Work instructions - Every entry must be output exactly as it is written.

Data section -
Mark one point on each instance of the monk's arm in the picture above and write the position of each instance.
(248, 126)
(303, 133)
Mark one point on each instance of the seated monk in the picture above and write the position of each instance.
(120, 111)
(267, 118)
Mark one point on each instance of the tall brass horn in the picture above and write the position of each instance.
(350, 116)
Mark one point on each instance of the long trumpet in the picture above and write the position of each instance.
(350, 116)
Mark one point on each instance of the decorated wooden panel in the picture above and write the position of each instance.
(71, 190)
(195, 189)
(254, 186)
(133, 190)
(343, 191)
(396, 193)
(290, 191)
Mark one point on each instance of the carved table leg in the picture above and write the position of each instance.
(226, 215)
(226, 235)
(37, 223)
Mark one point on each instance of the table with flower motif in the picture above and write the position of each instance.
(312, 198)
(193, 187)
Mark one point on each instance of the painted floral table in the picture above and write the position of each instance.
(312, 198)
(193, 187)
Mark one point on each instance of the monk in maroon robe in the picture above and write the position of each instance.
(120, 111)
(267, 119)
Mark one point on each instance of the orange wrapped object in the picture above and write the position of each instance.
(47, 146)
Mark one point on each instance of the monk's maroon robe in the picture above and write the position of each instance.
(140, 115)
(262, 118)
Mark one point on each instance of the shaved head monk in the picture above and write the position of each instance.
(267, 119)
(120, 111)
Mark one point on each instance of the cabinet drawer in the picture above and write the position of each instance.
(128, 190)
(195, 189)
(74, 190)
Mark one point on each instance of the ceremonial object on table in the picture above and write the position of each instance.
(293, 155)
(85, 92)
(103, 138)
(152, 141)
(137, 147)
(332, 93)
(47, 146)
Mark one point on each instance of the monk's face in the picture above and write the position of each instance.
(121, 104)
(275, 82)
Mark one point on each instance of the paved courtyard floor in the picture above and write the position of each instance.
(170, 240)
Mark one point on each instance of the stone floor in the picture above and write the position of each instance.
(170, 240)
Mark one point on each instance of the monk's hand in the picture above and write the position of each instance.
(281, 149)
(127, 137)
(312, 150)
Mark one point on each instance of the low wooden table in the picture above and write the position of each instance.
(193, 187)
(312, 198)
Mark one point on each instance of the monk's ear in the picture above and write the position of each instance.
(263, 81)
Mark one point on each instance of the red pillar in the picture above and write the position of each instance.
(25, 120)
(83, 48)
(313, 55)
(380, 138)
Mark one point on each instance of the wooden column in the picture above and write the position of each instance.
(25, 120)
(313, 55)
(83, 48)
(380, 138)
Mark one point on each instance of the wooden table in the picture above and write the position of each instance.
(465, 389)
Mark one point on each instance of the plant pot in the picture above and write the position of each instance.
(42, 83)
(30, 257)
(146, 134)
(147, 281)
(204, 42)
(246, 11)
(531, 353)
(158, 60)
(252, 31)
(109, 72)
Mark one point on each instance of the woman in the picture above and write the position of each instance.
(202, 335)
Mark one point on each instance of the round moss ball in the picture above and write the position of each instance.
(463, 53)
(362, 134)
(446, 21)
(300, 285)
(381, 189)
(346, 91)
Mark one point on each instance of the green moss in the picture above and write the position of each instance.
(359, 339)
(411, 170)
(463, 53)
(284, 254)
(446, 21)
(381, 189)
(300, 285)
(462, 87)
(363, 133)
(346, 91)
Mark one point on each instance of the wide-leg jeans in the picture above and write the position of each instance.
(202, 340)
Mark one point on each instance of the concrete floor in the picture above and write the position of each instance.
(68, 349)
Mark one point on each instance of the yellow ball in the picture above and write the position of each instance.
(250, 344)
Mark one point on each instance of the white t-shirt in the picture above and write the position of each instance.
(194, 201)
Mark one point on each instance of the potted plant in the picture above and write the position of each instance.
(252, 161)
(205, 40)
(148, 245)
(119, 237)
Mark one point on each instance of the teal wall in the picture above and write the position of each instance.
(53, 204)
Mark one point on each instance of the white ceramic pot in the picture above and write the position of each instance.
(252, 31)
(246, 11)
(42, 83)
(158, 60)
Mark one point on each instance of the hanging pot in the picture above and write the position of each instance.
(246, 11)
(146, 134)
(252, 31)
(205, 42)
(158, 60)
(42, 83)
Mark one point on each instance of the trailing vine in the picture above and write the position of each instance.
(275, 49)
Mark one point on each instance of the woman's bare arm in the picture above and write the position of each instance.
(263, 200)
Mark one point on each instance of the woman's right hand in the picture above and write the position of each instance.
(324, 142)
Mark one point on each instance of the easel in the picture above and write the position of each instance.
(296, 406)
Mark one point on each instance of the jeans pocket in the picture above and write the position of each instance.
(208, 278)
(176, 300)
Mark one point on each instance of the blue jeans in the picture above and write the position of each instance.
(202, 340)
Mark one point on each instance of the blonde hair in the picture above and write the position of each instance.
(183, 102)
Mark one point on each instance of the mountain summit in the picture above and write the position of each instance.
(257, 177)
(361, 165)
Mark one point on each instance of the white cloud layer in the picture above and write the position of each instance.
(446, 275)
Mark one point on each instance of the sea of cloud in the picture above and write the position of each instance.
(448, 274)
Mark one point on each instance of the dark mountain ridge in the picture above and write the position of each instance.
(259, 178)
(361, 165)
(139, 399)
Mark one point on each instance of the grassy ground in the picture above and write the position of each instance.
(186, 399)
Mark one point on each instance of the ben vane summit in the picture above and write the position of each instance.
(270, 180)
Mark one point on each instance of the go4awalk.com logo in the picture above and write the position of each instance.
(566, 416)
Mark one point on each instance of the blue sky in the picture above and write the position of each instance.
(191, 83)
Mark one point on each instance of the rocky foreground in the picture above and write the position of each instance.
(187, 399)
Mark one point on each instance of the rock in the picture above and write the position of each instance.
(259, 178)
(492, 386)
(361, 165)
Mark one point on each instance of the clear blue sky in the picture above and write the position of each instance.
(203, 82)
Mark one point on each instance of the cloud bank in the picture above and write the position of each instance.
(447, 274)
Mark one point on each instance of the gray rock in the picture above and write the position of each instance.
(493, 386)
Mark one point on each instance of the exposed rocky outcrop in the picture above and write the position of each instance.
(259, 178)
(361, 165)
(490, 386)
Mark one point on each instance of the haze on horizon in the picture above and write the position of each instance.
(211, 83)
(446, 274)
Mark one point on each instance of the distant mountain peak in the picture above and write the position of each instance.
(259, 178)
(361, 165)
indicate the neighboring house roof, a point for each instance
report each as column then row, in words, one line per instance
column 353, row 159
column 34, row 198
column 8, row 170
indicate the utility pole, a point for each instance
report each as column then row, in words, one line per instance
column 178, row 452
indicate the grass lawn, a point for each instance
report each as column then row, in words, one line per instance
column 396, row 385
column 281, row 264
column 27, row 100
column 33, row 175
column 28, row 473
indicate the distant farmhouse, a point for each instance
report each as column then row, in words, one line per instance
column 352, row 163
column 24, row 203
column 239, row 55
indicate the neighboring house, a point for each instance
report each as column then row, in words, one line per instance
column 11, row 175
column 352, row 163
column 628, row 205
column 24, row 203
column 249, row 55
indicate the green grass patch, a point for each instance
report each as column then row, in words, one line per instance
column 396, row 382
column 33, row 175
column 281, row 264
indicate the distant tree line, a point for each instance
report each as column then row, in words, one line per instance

Exercise response -
Mark one point on each instance of the monk's arm in the picture above and write the position of each instance.
(248, 126)
(303, 133)
Mark one point on each instance of the seated monk in the picture above and write the position of each instance.
(120, 111)
(267, 118)
Mark one point on each instance of the tall brass horn in the picture above and write the position of each instance.
(350, 116)
Mark one point on each instance of the long trumpet in the picture above and write the position of each instance.
(350, 116)
Mark one point on each instance of the decorated wooden panel in the picture above and write the position of each instance.
(71, 190)
(195, 189)
(254, 186)
(133, 190)
(343, 191)
(396, 193)
(290, 191)
Mark one point on each instance of the carved table leg in the picture above and write the position of each instance.
(226, 215)
(226, 235)
(37, 223)
Mark one point on each instance of the table with flower motif in the picture above and write the position of each instance.
(312, 198)
(193, 187)
Mark one point on each instance of the painted floral table in the picture above and write the position of each instance.
(312, 198)
(193, 187)
Mark one point on each instance of the monk in maroon robe in the picture above and write the position of each instance.
(120, 111)
(267, 119)
Mark one point on each instance of the orange wrapped object in the picture above and write the position of each instance.
(47, 146)
Mark one point on each instance of the monk's maroon robe in the picture above and write the position of each instance.
(140, 115)
(262, 118)
Mark one point on each instance of the shaved head monk in the picture above and write the position of each instance.
(267, 119)
(120, 111)
Mark one point on each instance of the cabinet drawer in the picture above and write the position of each instance.
(128, 190)
(195, 189)
(74, 190)
Mark one point on each instance of the ceremonial object on table in the picture above and write the position of each instance.
(293, 155)
(85, 92)
(103, 138)
(152, 141)
(137, 147)
(332, 93)
(47, 146)
Mark one point on each instance of the monk's face in the picture above and write the position of each instance.
(121, 104)
(275, 82)
Mark one point on each instance of the paved courtyard floor in the picture above and write the position of each instance.
(170, 240)
Mark one point on each instance of the stone floor in the picture above and write the position of each instance.
(170, 240)
Mark one point on each instance of the monk's hand in the picture above and write the position of each instance.
(281, 149)
(127, 137)
(312, 150)
Mark one point on each instance of the low wooden table in the picture above and write the position of each instance.
(193, 187)
(312, 198)
Mark one point on each instance of the monk's ear in the picture above and write the position of each instance.
(263, 81)
Mark one point on each instance of the red pillar in the picture above and write the position of each instance.
(25, 120)
(83, 48)
(313, 55)
(380, 138)
Mark one point on each instance of the wooden column in the picture above and write the position of each instance.
(25, 120)
(313, 55)
(83, 48)
(380, 138)
Mark one point on each instance of the wooden table in the picture above and write the position of each instance.
(465, 389)
Mark one point on each instance of the plant pot in the picture above and write the position of each instance.
(42, 83)
(30, 257)
(146, 134)
(147, 281)
(204, 42)
(246, 11)
(531, 353)
(158, 60)
(252, 31)
(109, 72)
Mark one point on each instance of the woman in the picture above and write the position of each instance.
(202, 335)
Mark one point on each instance of the round moss ball in the picture above and write the position of each instance.
(463, 53)
(362, 134)
(446, 21)
(300, 285)
(381, 189)
(346, 91)
Mark one point on each instance of the green moss in the picture above and write the position of each instance.
(359, 339)
(411, 170)
(463, 53)
(284, 254)
(446, 21)
(381, 189)
(300, 285)
(462, 87)
(363, 133)
(346, 91)
Mark one point on each instance of the wide-leg jeans in the picture above and write the position of each instance.
(202, 340)
Mark one point on each instance of the concrete floor in the picture above and write the position of each instance.
(68, 349)
Mark one point on each instance of the yellow ball in the picture above and write the position of each instance.
(250, 344)
Mark one point on each instance of the white t-shirt in the picture above and write the position of each instance.
(194, 201)
Mark one point on each instance of the potted plant in the picture above and write the position of each instance.
(252, 161)
(205, 40)
(148, 245)
(119, 237)
Mark one point on each instance of the teal wall in the picture above and write the position of each instance.
(53, 204)
Mark one point on each instance of the white ceramic pot in the picture above and write the position of each instance.
(252, 31)
(246, 11)
(42, 83)
(158, 60)
Mark one point on each instance of the hanging pot in the picture above and write the position of each instance.
(246, 11)
(146, 134)
(252, 31)
(205, 42)
(158, 60)
(42, 83)
Mark one point on each instance of the trailing vine in the picture above and write the position of each instance.
(275, 49)
Mark one point on each instance of the woman's bare arm in the picture above and write the position of each instance.
(263, 200)
Mark one point on each instance of the woman's right hand in the picture above and write the position of each instance.
(324, 142)
Mark one point on each instance of the easel in the picture above and write the position of each instance.
(296, 406)
Mark one point on each instance of the jeans pocket in the picture above and write the position of each instance.
(208, 278)
(176, 300)
Mark one point on each instance of the blue jeans in the picture above and write the position of each instance.
(202, 340)
Mark one point on each instance of the blonde hair in the picture above and write the position of each instance.
(183, 102)
Mark one point on each instance of the mountain summit in the picture above and write the position of each instance.
(257, 177)
(361, 165)
Mark one point on each instance of the white cloud layer in the picture above and write the position of each instance.
(446, 275)
Mark one point on each instance of the sea of cloud in the picture above and write the position of each instance.
(448, 274)
Mark one point on each instance of the dark mountain ridge in the picture above and write the position of each instance.
(259, 178)
(361, 165)
(139, 399)
Mark one point on each instance of the grassy ground in the picture above and write the position of each instance.
(186, 399)
Mark one point on each instance of the ben vane summit in the picture above and write the position of each instance.
(270, 180)
Mark one point on each instance of the go4awalk.com logo in the picture above and write the position of each instance.
(566, 416)
Mark one point on each instance of the blue sky in the picture above and write the position of each instance.
(191, 83)
Mark one point on each instance of the rocky foreground in the picture above and write the position of each instance.
(187, 399)
Mark one point on each instance of the rock in the picture above and write the position of each instance.
(259, 178)
(492, 386)
(361, 165)
Mark one point on each instance of the clear blue sky in the picture above and write the position of each instance.
(203, 82)
Mark one point on each instance of the cloud bank in the picture above and write the position of each instance.
(447, 274)
Mark one point on each instance of the gray rock in the picture above and write the position of each instance.
(493, 386)
Mark one point on each instance of the exposed rocky outcrop in the picture above and write the position of each instance.
(259, 178)
(361, 165)
(490, 386)
Mark one point on each instance of the haze on horizon in the picture above and write the position of each instance.
(211, 83)
(446, 274)
Mark one point on each instance of the distant mountain peak in the picture above and write the position of each instance.
(259, 178)
(361, 165)
indicate the neighboring house roof, a point for each instance
report each as column then row, in words, one line per instance
column 353, row 159
column 34, row 198
column 8, row 170
indicate the utility pole, a point for each instance
report each as column then row, in words, one line per instance
column 178, row 452
indicate the grass lawn, a point for each instance
report each as column then row, in words, one line per instance
column 396, row 385
column 281, row 264
column 27, row 100
column 33, row 175
column 28, row 473
indicate the distant farmhouse, a point for each instance
report each as column then row, in words, one line per instance
column 352, row 163
column 24, row 203
column 239, row 55
indicate the neighboring house, a point for each instance
report each as column then row, in words, one line per instance
column 11, row 175
column 352, row 163
column 628, row 205
column 24, row 203
column 249, row 55
indicate the green grass patch, a point for each instance
report each as column then row, in words, one line per instance
column 396, row 382
column 33, row 175
column 281, row 264
indicate the distant tree line, a point for each instance
report each as column then row, in words, one line per instance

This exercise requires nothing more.